DATA PROVIDED:
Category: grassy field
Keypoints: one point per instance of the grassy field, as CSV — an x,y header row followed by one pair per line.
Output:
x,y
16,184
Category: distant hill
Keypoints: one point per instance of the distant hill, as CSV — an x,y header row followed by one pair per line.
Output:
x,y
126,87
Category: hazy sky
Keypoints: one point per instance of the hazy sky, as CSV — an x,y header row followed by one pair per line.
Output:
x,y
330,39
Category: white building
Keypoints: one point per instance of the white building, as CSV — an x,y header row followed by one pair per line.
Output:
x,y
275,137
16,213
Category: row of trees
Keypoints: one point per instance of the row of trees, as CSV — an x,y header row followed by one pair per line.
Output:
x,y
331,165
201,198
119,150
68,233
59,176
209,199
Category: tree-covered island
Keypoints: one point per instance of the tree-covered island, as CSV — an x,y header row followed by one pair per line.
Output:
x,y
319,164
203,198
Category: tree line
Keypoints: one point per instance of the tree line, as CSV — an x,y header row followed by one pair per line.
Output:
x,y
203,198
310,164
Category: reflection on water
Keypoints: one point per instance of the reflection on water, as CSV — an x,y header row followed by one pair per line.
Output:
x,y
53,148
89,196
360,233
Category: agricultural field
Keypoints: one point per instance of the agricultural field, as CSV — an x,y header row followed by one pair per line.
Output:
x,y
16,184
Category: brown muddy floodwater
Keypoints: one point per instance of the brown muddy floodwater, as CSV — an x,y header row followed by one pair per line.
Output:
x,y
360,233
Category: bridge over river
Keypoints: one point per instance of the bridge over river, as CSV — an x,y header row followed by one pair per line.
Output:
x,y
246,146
* * *
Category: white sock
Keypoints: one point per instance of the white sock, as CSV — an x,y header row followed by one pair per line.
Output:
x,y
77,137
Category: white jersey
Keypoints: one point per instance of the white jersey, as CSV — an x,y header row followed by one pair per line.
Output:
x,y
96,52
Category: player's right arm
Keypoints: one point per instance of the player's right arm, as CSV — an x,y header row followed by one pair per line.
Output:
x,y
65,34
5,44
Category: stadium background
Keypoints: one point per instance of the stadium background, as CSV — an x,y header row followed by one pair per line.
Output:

TASK TO COMPLETE: Throughout the listing above, count the lines where the word "river" appears, then reply with that count and no other words.

ANSWER BOX: 2